Activity: Reproduce the data below line by line, from its first line to the line with "notation: point(924, 606).", both included, and nothing past that point.

*** Opening of Records ***

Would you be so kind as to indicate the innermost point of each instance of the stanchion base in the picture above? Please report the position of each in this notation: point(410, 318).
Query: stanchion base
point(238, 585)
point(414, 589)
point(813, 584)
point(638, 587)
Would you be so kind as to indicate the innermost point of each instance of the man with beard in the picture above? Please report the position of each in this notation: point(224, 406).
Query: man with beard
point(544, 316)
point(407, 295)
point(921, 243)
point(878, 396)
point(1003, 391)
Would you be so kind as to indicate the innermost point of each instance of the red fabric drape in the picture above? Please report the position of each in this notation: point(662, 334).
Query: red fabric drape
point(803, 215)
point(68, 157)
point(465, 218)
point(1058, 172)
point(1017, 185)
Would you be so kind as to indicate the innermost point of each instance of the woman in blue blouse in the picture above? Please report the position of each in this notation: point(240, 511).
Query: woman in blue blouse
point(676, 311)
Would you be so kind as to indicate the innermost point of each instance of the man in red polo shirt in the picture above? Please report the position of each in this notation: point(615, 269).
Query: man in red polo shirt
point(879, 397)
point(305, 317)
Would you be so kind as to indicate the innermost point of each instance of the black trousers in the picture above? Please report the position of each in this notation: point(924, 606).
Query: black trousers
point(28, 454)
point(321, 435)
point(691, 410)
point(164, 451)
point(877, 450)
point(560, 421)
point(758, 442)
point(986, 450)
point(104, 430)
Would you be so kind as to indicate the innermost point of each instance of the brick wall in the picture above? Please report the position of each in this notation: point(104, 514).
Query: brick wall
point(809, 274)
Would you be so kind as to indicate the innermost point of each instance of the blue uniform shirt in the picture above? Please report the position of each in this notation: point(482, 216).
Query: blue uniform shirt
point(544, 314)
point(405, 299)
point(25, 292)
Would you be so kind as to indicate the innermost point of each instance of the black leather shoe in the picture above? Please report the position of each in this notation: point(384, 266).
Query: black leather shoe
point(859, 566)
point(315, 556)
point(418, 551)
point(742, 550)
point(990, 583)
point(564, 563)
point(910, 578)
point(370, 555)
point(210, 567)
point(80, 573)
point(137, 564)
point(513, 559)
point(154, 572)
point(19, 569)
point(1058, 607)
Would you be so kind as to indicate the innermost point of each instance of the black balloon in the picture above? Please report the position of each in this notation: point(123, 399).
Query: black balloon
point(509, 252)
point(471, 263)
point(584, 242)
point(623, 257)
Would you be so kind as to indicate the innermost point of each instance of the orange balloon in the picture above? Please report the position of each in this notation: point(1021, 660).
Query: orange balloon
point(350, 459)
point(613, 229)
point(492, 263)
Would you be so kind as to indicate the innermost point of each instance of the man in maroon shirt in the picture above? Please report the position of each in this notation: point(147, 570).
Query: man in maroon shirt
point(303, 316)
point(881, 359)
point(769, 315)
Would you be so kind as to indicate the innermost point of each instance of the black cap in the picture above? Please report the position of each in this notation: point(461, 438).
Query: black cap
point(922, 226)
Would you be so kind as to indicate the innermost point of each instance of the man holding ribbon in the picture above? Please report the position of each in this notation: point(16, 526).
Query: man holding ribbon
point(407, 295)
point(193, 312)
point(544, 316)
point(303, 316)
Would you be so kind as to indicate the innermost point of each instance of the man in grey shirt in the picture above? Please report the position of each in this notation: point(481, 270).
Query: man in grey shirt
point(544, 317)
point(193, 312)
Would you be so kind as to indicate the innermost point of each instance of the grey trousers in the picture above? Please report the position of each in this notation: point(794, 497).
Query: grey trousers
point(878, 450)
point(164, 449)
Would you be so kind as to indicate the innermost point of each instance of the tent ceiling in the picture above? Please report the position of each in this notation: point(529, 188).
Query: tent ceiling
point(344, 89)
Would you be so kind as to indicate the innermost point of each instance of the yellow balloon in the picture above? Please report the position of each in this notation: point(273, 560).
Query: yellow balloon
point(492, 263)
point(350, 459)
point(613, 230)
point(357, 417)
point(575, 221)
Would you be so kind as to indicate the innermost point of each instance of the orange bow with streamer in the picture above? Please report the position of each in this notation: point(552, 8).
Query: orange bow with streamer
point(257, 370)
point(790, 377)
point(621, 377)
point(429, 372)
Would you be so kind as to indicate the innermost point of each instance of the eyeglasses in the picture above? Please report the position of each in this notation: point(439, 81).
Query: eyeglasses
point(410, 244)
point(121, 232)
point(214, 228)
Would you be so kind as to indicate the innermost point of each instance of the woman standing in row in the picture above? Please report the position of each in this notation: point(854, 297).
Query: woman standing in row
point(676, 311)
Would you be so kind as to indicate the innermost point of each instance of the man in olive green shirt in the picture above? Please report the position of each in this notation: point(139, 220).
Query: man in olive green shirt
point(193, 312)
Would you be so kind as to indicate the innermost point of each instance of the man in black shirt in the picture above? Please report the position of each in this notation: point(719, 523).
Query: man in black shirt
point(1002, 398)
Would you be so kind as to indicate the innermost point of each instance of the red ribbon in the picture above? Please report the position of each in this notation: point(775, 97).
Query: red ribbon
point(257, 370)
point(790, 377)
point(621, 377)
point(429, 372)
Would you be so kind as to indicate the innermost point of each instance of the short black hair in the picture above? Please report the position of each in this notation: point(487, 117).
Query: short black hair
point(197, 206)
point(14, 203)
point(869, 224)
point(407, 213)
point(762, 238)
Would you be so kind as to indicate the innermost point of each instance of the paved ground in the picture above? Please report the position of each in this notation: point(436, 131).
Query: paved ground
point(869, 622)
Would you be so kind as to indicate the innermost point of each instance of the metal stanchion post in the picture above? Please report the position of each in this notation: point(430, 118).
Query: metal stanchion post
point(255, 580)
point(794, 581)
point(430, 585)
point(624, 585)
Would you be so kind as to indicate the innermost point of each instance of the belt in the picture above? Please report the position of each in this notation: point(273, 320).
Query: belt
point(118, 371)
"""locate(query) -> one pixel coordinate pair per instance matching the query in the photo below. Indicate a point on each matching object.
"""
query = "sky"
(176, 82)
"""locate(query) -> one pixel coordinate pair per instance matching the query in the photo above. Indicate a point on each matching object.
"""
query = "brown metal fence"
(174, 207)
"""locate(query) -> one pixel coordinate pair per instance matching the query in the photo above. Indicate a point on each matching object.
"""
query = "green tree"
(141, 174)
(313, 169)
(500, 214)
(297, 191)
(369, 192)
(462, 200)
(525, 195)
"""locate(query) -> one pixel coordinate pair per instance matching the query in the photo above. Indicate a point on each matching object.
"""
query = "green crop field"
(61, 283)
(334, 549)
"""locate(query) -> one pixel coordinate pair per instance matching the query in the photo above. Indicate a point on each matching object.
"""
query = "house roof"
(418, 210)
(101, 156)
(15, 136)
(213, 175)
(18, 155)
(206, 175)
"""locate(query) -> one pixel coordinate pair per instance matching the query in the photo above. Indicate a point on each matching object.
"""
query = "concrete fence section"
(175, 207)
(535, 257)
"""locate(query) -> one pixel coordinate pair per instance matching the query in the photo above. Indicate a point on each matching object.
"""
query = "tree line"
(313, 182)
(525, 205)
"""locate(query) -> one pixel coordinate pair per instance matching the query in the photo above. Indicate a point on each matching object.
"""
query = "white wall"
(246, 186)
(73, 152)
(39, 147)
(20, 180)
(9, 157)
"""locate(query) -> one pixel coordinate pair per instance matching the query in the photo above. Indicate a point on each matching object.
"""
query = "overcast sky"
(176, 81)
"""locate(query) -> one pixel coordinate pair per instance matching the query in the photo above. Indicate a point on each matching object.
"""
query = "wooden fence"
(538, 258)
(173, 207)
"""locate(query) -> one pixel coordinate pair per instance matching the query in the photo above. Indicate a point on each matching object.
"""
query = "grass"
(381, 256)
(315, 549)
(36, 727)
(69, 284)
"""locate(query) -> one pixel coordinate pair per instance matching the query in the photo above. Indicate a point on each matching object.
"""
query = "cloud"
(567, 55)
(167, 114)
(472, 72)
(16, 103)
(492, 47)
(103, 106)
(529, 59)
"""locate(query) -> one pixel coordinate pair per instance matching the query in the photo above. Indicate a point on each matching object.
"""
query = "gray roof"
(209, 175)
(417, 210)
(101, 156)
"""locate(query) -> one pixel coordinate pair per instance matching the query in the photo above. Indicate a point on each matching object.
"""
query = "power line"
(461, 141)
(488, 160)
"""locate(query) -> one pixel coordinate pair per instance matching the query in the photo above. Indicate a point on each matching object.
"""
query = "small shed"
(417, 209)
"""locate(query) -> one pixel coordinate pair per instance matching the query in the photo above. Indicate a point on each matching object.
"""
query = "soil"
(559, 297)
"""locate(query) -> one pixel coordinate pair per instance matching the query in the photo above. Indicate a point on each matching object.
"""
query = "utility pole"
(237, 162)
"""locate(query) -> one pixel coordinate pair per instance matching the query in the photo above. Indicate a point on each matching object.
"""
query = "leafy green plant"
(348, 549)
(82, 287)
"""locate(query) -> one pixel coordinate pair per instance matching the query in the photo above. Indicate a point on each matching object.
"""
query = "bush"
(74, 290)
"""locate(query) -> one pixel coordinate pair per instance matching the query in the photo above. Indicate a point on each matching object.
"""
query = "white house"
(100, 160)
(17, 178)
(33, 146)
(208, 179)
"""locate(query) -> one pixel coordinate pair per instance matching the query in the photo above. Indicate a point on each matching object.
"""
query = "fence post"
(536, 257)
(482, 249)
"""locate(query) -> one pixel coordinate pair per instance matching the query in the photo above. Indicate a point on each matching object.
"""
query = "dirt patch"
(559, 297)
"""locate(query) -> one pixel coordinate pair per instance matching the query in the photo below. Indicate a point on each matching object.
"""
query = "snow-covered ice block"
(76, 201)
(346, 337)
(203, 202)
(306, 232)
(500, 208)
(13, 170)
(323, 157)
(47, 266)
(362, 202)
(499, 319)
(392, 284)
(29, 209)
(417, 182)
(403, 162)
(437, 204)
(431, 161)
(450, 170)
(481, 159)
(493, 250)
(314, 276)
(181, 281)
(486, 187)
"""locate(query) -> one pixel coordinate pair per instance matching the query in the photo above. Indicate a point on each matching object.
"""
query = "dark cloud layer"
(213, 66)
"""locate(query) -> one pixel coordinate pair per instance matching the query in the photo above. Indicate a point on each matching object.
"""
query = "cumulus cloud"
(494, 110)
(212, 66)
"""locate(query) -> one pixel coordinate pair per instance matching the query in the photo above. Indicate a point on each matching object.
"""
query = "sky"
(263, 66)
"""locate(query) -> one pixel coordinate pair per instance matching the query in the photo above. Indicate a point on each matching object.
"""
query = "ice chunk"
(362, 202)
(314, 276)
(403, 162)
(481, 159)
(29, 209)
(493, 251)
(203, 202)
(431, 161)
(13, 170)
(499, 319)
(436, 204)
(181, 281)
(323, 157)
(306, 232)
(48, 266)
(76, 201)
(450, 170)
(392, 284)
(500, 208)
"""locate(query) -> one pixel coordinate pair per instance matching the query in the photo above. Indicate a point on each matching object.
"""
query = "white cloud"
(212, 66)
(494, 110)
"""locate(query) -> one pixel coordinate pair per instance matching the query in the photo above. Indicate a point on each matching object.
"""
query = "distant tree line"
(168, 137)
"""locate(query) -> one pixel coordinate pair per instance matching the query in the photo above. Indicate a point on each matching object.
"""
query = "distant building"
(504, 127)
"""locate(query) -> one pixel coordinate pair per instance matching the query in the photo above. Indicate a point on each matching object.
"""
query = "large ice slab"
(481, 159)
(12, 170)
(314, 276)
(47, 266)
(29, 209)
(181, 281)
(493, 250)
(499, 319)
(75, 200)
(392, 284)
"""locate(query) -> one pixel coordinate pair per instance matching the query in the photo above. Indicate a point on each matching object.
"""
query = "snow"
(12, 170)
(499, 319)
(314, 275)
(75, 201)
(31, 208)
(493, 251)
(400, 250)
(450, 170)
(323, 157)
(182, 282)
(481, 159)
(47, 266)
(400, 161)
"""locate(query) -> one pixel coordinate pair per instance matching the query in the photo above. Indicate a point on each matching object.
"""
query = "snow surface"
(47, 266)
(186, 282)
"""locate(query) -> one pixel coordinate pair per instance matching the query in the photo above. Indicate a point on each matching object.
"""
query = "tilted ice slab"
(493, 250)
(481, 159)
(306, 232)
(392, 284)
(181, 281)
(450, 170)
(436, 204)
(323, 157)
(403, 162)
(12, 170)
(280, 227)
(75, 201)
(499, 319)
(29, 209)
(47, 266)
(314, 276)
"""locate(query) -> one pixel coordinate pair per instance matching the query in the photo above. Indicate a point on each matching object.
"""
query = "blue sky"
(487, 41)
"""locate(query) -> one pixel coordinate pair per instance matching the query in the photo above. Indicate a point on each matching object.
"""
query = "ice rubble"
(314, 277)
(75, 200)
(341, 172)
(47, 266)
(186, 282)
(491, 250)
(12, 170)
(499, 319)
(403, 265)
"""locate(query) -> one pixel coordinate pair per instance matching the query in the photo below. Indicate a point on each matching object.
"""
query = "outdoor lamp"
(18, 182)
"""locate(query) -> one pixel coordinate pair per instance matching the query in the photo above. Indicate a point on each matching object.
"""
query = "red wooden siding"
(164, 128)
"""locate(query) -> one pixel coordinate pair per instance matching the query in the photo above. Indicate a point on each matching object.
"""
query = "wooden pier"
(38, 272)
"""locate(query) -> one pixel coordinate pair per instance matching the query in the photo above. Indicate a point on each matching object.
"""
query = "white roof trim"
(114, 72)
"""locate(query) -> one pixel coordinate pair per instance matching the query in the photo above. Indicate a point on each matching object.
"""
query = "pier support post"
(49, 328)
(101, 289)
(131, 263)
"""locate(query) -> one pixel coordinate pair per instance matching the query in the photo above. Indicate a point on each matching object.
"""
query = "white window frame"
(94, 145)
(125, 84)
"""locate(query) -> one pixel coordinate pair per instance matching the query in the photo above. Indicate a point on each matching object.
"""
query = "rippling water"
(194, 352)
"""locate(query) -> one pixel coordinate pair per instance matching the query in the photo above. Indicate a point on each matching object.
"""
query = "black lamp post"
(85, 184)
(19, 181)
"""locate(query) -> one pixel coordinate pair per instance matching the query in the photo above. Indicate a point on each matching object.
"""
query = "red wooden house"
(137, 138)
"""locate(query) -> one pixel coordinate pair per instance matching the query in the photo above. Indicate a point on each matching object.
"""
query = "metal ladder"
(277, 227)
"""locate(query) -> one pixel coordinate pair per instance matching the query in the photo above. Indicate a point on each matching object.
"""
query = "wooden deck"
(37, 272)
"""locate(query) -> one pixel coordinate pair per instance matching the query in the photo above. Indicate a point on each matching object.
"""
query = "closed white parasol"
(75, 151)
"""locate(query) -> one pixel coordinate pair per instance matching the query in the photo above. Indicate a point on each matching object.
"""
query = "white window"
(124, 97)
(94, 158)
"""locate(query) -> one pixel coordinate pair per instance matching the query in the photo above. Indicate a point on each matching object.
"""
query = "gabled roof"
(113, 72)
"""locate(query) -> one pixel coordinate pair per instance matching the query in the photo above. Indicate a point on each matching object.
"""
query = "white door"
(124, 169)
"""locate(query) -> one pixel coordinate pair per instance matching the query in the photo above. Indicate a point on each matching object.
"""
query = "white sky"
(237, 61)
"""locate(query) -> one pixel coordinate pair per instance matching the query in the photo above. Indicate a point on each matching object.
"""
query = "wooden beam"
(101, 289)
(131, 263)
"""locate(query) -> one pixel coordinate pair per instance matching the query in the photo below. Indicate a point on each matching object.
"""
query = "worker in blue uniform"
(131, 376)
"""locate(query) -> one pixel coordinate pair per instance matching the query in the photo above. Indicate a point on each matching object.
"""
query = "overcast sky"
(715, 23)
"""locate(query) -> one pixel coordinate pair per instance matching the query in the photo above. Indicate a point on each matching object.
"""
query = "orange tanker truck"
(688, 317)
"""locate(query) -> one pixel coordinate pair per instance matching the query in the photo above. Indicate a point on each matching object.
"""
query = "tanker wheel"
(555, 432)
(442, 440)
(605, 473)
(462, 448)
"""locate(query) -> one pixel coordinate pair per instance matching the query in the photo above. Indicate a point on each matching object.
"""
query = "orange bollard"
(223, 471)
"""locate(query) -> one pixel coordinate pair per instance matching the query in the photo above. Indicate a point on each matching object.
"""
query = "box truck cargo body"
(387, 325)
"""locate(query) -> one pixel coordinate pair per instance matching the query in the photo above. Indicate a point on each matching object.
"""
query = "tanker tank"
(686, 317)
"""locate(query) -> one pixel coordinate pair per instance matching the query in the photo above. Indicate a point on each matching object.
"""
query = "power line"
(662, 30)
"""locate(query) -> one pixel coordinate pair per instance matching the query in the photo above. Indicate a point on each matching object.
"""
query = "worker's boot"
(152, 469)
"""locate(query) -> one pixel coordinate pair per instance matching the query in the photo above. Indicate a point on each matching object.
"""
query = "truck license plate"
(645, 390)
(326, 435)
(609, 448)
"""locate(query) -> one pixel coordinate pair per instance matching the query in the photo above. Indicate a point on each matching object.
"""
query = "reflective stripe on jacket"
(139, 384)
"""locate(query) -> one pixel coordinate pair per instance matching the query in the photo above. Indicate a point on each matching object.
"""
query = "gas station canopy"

*** Close of Records ***

Final answer:
Would you be so kind as to indicate the innermost point of each instance of the stanchion base in the picture above? Please report the position of each in this notation: point(410, 318).
Query: stanchion base
point(238, 585)
point(414, 589)
point(813, 584)
point(638, 587)
Would you be so kind as to indicate the innermost point of each instance of the man with beard in the picture above? Please report the position of each in this notation: point(224, 406).
Query: man with beard
point(544, 316)
point(407, 295)
point(921, 243)
point(878, 396)
point(1003, 391)
Would you be so kind as to indicate the innermost point of each instance of the red fabric drape in the picture above? Please report the position of each in this notation: point(662, 334).
Query: red fabric drape
point(803, 215)
point(68, 157)
point(465, 218)
point(1058, 172)
point(1017, 185)
Would you be so kind as to indicate the innermost point of each instance of the woman in blue blouse in the picture above? Please report the position of each in this notation: point(240, 511).
Query: woman in blue blouse
point(676, 311)
Would you be so kind as to indicate the innermost point of each instance of the man in red polo shirt in the picture above? Please report the position of each in this notation: point(615, 269).
Query: man in red polo shirt
point(879, 397)
point(305, 317)
Would you be so kind as to indicate the innermost point of each instance of the black trousers in the picture above? Please report the position of each in this notation: point(924, 606).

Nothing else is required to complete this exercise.